Data listing:
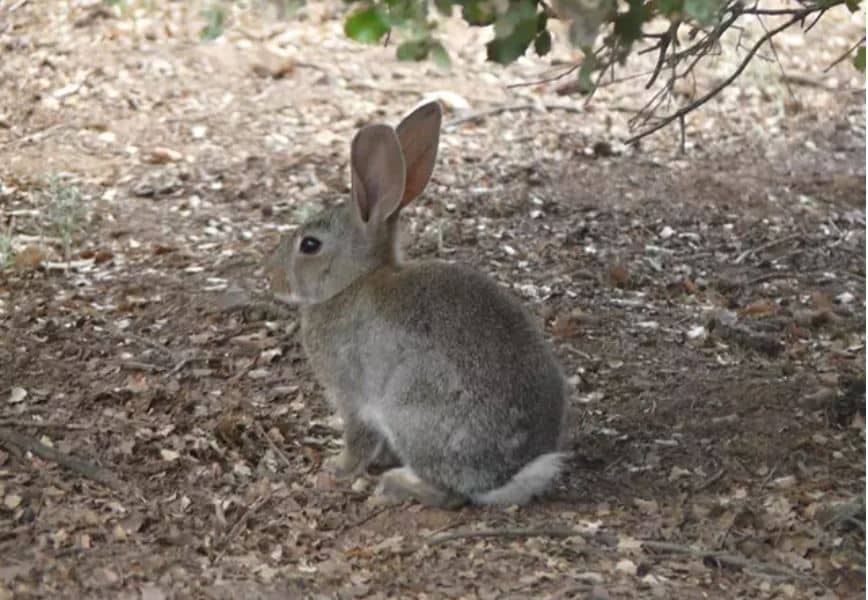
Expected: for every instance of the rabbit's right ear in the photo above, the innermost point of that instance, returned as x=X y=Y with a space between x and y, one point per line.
x=419 y=134
x=378 y=173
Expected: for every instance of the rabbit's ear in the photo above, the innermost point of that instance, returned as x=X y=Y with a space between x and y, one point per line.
x=378 y=173
x=419 y=133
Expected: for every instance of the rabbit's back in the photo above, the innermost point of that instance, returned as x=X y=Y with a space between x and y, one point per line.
x=448 y=366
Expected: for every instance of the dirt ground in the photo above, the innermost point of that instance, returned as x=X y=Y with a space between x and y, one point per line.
x=708 y=309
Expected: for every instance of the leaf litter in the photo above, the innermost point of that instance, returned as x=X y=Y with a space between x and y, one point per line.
x=166 y=433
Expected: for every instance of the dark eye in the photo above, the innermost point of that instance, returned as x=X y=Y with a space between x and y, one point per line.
x=309 y=245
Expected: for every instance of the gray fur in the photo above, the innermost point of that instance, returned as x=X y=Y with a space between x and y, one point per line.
x=432 y=363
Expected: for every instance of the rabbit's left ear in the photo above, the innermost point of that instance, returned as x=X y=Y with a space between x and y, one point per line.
x=419 y=134
x=378 y=173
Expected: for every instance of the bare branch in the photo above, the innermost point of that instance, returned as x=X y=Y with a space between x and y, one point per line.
x=844 y=55
x=799 y=16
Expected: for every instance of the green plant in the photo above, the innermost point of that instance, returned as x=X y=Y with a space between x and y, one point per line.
x=66 y=210
x=215 y=21
x=5 y=250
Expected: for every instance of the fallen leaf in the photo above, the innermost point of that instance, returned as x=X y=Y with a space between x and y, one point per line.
x=759 y=308
x=17 y=395
x=30 y=258
x=161 y=155
x=169 y=455
x=152 y=592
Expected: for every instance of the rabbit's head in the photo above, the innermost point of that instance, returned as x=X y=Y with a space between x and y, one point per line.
x=337 y=246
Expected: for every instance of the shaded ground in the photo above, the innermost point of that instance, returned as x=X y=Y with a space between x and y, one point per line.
x=708 y=310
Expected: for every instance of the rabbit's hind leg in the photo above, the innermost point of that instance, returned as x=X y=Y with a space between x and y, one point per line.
x=362 y=447
x=398 y=485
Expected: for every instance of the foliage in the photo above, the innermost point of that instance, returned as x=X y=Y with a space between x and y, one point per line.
x=680 y=33
x=607 y=32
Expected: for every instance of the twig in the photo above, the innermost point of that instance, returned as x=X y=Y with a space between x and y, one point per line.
x=518 y=107
x=76 y=465
x=239 y=524
x=488 y=113
x=725 y=559
x=143 y=340
x=546 y=80
x=726 y=82
x=710 y=481
x=777 y=59
x=845 y=55
x=509 y=533
x=768 y=277
x=766 y=246
x=371 y=515
x=135 y=365
x=277 y=451
x=663 y=44
x=44 y=424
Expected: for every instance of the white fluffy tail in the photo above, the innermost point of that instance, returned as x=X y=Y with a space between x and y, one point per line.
x=532 y=479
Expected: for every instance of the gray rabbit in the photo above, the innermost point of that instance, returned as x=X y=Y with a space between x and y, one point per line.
x=433 y=367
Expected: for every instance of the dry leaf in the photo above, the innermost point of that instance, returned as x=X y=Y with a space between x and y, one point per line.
x=17 y=395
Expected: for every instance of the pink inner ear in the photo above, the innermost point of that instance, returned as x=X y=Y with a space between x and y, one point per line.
x=419 y=135
x=360 y=197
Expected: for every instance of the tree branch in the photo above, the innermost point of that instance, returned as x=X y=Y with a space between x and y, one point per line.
x=799 y=16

Requirements => Rewrite the records between the lines holding "Expected: for every instance of the gray rabbit" and "x=360 y=197", inclusive, keeping every request as it stands and increasing each x and y coordinate in the answers by 87.

Full response =>
Expected: for every instance of the gray rabbit in the photo above, the innermost point of that instance, returned as x=X y=Y with a space between x and y, one point per line.
x=520 y=454
Expected: for every instance of the dry leaf in the photo above, the innermost point of that instance, returned as x=X y=Y with a space between x and y, one point per line.
x=104 y=482
Expected: for every instance of the pink inner ear in the photo above, the innermost point of that instance, returned as x=X y=Y with a space between x and y, one point per line.
x=506 y=222
x=447 y=284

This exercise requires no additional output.